Data extracted from a collection
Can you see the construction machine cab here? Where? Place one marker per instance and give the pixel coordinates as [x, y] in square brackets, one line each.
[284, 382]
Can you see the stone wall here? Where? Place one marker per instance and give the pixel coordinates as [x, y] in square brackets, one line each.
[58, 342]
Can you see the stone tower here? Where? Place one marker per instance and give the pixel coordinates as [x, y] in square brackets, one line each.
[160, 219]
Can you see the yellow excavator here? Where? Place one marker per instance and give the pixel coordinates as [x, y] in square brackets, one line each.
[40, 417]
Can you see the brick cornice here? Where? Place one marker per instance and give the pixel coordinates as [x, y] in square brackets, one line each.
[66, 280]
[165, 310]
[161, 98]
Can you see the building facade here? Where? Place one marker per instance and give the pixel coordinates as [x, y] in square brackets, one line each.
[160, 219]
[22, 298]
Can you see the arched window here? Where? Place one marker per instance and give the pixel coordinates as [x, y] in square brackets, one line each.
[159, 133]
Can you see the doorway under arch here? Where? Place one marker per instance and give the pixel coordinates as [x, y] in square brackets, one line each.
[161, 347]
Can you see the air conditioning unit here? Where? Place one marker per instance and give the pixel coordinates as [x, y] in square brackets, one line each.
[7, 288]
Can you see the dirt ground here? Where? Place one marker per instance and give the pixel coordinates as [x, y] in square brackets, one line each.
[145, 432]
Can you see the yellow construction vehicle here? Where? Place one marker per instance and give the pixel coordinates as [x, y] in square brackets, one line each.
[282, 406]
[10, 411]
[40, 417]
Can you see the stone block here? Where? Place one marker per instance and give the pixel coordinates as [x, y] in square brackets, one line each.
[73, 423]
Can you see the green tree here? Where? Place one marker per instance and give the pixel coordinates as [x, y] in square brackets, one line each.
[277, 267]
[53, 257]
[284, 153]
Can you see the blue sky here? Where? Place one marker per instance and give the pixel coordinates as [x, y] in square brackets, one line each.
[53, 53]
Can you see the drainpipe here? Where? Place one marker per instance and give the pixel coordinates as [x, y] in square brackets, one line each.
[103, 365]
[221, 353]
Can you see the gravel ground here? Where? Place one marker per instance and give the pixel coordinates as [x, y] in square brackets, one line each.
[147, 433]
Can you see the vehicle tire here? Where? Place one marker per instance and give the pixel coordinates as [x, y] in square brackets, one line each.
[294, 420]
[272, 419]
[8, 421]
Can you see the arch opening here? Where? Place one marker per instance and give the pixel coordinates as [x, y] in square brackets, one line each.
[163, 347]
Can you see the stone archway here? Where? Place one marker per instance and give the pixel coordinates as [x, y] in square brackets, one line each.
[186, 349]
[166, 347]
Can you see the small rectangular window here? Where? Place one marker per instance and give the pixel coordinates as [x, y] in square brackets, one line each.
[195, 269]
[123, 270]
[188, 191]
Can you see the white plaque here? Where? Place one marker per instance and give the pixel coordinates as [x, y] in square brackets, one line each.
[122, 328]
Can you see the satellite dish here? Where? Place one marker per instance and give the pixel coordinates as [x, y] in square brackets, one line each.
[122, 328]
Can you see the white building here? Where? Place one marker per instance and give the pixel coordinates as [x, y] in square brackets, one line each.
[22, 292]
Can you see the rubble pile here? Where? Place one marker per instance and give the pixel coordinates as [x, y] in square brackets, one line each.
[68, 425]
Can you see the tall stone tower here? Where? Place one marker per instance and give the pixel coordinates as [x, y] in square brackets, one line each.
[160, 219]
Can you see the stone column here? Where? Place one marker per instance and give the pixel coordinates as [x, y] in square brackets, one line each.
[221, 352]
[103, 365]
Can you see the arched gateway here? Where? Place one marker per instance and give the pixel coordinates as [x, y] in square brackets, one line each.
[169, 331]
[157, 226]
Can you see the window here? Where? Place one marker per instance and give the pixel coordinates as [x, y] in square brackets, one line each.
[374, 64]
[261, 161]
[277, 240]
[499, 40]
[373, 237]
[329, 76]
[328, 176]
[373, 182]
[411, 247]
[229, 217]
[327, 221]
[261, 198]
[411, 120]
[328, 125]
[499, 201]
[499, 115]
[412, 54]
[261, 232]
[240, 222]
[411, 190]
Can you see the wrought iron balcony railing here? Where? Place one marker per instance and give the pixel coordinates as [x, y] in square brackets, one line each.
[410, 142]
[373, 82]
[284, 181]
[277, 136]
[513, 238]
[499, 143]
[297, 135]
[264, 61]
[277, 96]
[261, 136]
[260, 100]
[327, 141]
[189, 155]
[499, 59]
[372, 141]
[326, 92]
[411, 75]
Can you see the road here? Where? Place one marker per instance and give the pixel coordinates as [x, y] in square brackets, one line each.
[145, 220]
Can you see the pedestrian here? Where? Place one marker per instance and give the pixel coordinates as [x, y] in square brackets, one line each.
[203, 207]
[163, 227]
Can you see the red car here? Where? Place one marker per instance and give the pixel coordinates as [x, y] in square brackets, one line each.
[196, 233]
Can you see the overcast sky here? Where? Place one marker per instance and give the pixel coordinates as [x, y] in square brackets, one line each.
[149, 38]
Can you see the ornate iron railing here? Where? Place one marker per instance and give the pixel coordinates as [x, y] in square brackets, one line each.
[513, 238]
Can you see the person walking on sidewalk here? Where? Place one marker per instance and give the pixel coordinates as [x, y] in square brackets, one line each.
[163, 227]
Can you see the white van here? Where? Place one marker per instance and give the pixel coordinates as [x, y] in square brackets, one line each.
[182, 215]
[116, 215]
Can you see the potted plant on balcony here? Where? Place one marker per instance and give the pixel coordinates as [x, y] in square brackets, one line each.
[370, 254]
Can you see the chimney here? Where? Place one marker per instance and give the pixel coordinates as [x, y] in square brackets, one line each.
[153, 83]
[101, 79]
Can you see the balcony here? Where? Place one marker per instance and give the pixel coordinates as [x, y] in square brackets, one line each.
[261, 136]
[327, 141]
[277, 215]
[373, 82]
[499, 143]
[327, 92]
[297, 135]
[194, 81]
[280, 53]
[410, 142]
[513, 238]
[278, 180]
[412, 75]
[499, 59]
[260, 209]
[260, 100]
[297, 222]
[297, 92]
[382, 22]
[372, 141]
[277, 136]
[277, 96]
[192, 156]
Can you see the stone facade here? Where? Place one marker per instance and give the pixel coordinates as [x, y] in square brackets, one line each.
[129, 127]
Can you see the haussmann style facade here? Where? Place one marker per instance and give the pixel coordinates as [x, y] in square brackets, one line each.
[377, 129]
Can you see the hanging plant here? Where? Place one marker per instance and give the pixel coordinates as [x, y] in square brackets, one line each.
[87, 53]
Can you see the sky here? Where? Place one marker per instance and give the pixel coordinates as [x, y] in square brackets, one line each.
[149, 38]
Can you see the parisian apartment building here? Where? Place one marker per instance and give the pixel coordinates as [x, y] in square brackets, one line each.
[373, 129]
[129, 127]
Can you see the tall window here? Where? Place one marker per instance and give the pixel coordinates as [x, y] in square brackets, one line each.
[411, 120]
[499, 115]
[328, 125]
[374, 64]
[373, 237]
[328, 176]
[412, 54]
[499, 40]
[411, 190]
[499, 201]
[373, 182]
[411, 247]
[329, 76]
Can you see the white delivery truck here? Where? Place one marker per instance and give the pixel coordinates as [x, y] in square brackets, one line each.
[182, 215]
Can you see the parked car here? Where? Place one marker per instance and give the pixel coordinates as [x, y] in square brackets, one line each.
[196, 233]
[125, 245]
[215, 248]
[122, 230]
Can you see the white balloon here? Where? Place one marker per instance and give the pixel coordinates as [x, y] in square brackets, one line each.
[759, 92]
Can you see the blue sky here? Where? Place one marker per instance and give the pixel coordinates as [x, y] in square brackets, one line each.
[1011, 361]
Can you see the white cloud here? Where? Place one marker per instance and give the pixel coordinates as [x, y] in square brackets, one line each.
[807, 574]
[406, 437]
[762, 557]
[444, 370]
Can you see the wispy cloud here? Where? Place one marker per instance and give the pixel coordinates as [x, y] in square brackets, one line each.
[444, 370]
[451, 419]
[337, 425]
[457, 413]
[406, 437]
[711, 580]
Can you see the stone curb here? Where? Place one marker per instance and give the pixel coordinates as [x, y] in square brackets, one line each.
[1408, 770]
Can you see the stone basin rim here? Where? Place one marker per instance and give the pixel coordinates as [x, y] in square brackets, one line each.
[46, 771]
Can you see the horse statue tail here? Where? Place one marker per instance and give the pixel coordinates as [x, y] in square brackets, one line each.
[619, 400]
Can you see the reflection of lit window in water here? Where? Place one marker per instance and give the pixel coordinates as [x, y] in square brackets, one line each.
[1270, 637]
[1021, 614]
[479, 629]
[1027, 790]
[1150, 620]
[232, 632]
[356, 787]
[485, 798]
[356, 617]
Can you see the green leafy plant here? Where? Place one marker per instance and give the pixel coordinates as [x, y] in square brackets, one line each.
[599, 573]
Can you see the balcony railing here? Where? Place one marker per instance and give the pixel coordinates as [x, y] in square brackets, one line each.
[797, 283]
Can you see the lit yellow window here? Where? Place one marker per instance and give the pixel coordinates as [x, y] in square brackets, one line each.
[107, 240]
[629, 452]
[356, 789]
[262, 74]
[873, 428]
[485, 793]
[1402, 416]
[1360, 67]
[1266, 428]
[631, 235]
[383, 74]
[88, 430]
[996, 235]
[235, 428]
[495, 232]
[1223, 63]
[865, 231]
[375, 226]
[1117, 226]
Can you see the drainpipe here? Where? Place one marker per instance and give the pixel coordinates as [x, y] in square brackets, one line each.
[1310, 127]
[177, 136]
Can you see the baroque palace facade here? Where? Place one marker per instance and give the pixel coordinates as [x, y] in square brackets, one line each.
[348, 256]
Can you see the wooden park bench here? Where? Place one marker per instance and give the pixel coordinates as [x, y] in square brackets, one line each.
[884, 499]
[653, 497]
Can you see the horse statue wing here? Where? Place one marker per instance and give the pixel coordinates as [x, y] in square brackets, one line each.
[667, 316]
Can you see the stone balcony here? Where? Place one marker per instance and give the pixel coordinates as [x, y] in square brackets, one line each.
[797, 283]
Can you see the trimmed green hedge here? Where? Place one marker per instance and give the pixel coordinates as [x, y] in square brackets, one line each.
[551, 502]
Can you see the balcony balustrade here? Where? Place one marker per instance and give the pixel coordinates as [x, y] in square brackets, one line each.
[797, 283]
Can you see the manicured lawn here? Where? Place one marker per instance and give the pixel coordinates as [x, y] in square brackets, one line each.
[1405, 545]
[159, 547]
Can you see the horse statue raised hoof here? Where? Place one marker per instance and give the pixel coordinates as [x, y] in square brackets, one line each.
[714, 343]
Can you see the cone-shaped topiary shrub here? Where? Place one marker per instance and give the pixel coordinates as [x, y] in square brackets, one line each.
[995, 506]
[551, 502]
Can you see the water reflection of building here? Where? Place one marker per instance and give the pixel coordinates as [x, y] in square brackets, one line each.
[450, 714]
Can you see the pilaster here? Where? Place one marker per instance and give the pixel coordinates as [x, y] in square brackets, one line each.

▸ YOUR GOAL: Counting the line that contains "Can you see the balcony balustrade" as the first, copy exactly every line through the end of the records, and nothing else.

▸ SOLUTION BELOW:
Can you see the balcony balustrade here? Where? Place one marker per instance and give the pixel coordinates as [x, y] in square brackets, one line each.
[797, 283]
Can you see the manicured lawn here? Where? Place one marker per instance and give the pixel coordinates as [x, y] in square brackets, one line each.
[1405, 545]
[159, 547]
Can you see the horse statue raised hoof here? Where? Place one marker per instance and give the pixel coordinates as [x, y] in square brackets, one line each.
[714, 343]
Can you see the cone-shaped topiary shrub here? Where? Place one marker per instance and give the pixel coordinates as [x, y] in square brackets, one line each.
[995, 506]
[551, 502]
Can you see the water reflection of building here? Where? Place one marker per instance and give the pixel coordinates as [x, y] in square brackets, one line each.
[450, 714]
Can you see the pilaster here? Where? Place one marker per instance and give the pixel coordinates as [x, y] in square brackets, one line each.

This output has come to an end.